(INFORMATION PROVIDED)
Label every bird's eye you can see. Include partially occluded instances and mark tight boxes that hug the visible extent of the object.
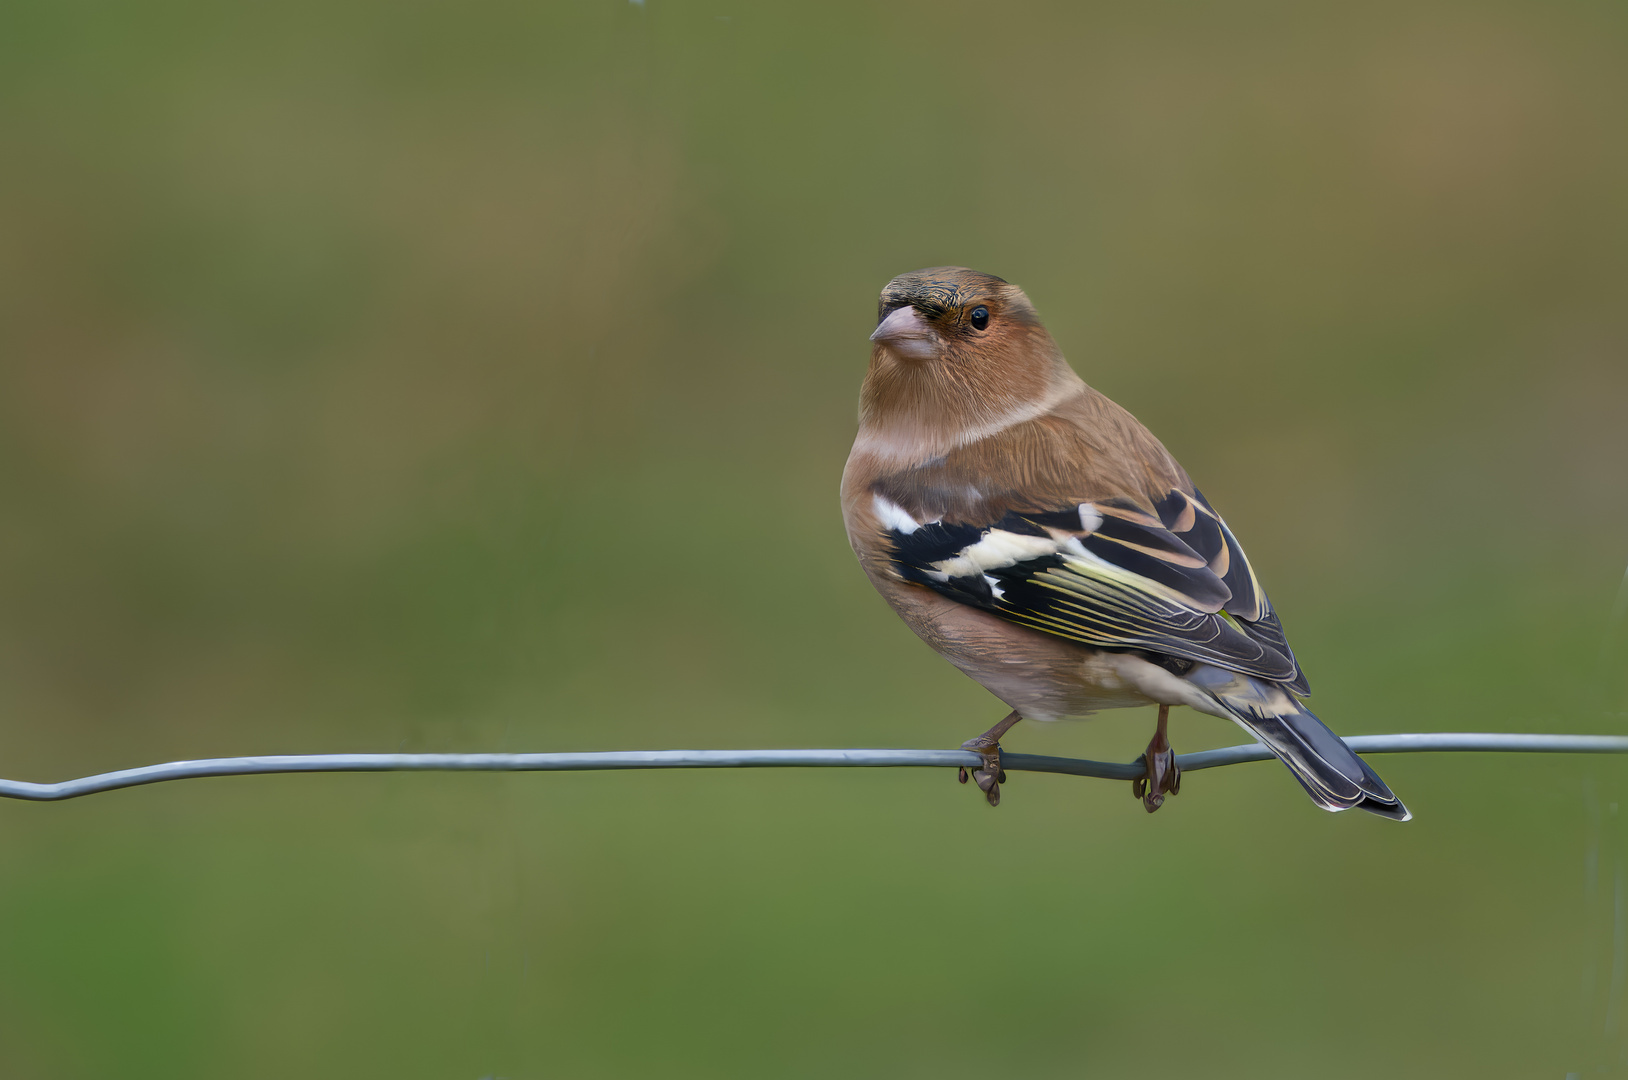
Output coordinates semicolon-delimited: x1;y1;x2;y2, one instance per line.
(End INFORMATION PROVIDED)
(INFORMATION PROVIDED)
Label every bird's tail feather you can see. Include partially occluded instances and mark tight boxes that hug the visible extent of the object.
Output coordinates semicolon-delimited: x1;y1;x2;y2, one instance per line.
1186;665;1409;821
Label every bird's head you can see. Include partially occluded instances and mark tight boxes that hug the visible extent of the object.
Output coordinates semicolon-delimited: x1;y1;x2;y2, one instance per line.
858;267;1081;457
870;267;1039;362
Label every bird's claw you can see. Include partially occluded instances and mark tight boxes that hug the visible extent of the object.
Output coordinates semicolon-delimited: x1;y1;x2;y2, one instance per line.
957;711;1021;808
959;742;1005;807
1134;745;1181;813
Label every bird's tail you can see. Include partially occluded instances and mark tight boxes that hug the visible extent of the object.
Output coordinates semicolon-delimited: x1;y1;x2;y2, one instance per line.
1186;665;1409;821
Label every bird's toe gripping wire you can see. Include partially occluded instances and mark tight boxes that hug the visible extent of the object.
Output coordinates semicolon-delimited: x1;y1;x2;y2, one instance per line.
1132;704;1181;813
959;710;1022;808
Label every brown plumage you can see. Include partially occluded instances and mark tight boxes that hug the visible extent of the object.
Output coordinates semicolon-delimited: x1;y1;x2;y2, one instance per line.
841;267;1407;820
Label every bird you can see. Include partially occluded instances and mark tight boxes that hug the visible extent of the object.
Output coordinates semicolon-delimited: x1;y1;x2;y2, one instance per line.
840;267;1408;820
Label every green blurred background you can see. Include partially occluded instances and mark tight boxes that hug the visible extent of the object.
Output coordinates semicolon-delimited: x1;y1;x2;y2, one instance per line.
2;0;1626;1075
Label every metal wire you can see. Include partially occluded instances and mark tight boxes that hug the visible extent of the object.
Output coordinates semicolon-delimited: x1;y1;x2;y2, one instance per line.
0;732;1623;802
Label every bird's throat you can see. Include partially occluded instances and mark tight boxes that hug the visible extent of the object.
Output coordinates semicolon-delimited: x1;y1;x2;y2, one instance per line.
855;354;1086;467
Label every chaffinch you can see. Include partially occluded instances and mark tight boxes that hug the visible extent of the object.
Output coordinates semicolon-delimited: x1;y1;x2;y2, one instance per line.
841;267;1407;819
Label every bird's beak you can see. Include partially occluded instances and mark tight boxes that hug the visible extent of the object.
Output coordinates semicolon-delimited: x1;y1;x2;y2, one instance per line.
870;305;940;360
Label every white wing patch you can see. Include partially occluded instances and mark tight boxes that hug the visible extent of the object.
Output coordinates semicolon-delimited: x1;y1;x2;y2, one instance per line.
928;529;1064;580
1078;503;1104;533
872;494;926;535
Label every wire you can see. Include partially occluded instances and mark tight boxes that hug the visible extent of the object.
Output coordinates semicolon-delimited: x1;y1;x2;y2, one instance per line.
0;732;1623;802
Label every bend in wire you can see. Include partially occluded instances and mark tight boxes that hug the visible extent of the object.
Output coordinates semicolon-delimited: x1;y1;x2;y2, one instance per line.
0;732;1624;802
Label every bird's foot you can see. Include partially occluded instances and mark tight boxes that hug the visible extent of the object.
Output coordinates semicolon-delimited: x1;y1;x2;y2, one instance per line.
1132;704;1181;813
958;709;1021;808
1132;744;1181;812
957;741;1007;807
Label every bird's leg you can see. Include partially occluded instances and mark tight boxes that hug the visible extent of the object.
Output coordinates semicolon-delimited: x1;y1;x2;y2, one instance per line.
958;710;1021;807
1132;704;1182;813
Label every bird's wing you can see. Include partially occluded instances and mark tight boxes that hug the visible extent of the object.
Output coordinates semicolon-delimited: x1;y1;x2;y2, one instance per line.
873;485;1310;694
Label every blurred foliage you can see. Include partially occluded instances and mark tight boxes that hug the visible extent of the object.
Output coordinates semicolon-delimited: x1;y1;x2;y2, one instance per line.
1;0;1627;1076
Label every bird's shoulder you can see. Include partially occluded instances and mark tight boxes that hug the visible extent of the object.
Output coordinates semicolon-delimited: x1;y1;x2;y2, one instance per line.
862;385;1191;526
(End INFORMATION PROVIDED)
(INFORMATION PROVIDED)
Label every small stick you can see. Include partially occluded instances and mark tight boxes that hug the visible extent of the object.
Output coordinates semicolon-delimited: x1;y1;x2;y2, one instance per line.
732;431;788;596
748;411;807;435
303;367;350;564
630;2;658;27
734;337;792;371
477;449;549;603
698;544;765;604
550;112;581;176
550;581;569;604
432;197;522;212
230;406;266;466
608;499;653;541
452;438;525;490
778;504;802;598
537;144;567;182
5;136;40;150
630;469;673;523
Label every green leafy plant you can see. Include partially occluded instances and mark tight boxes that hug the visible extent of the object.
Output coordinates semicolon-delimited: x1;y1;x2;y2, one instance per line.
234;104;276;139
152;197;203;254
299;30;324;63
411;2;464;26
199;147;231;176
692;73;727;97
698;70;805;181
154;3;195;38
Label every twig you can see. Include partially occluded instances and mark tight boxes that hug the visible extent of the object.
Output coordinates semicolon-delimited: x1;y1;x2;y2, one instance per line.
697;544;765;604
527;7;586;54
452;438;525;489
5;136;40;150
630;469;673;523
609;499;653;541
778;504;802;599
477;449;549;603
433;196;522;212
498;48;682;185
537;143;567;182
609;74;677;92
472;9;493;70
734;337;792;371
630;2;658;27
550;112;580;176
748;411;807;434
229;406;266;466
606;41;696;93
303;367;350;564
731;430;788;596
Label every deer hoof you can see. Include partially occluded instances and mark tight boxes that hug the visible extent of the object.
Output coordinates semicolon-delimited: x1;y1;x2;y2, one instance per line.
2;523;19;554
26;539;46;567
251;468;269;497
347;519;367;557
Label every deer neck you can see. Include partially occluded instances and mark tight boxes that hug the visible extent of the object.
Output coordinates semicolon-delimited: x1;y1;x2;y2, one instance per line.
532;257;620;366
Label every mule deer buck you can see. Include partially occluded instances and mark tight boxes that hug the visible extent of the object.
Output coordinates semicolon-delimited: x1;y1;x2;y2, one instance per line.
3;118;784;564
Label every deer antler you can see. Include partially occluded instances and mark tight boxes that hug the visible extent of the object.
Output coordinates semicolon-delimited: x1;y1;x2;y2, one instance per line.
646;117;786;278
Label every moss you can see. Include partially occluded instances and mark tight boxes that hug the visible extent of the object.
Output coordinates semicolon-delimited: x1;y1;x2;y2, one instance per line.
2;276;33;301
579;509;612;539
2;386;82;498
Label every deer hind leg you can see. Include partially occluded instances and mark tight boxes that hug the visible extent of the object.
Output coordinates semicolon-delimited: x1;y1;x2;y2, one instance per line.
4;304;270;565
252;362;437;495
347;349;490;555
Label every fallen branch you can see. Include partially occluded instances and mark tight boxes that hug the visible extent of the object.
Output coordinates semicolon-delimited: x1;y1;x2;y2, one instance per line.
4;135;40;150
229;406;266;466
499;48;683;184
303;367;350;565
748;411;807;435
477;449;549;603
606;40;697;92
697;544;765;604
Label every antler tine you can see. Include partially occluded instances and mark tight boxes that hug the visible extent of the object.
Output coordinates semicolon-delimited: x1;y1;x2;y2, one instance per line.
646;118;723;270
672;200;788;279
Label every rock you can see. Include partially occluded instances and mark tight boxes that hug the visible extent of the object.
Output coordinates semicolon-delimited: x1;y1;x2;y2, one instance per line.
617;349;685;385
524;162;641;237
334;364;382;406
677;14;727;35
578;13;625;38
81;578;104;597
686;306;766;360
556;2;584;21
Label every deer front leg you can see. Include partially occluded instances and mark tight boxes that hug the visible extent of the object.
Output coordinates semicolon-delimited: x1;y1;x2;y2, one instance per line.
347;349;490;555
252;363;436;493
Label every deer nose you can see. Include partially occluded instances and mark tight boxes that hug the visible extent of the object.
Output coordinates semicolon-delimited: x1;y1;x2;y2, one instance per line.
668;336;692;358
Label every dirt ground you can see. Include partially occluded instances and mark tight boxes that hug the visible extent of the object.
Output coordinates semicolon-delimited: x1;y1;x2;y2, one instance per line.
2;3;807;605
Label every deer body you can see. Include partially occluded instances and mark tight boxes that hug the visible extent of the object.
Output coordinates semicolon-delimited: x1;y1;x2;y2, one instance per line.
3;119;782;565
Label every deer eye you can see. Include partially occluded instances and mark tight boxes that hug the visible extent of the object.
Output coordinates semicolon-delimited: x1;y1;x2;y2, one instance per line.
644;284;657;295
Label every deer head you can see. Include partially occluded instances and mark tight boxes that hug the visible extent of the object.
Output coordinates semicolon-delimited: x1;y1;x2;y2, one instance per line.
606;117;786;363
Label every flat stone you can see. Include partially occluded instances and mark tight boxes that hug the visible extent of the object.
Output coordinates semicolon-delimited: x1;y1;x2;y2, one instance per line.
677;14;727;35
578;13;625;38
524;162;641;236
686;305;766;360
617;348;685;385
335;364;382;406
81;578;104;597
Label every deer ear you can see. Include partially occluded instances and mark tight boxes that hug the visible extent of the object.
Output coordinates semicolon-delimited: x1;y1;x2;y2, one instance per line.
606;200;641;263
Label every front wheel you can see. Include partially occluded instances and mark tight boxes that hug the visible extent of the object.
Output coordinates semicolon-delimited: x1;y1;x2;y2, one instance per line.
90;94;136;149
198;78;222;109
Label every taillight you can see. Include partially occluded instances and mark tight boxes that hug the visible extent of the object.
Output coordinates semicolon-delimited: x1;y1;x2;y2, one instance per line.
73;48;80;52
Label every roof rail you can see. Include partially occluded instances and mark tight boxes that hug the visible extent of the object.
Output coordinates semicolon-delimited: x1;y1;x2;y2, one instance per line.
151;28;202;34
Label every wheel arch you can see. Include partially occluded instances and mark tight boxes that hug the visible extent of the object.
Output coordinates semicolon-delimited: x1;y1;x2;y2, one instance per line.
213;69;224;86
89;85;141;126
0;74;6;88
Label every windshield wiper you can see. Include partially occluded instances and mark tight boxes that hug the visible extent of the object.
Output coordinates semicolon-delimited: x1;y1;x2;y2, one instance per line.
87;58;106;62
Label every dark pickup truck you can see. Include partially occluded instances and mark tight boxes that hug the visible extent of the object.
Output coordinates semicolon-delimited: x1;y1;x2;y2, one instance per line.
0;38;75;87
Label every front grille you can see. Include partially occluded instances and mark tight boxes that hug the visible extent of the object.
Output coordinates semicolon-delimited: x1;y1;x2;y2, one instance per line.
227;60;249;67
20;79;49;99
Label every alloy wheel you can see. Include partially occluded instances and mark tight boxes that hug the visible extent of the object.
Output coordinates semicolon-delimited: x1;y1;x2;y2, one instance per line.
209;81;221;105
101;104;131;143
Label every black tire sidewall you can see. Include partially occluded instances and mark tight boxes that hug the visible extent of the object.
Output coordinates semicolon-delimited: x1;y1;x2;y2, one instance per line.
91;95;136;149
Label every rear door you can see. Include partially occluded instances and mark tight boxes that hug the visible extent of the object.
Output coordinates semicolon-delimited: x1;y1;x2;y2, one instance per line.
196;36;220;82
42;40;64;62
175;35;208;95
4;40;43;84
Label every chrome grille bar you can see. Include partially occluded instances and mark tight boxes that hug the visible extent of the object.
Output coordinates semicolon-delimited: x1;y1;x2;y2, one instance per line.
(End INFORMATION PROVIDED)
**WORK ITEM**
Which lines of the records above contain the word "grille"? Report each one.

**YOUR SOLUTION**
Label every front grille you can see. Include partially occluded instances and mark tight boxes that hug the visible extent of the object.
Label every chrome grille bar you can see. Include partially occluded instances and mark tight boxes that hug the visible extent of the object.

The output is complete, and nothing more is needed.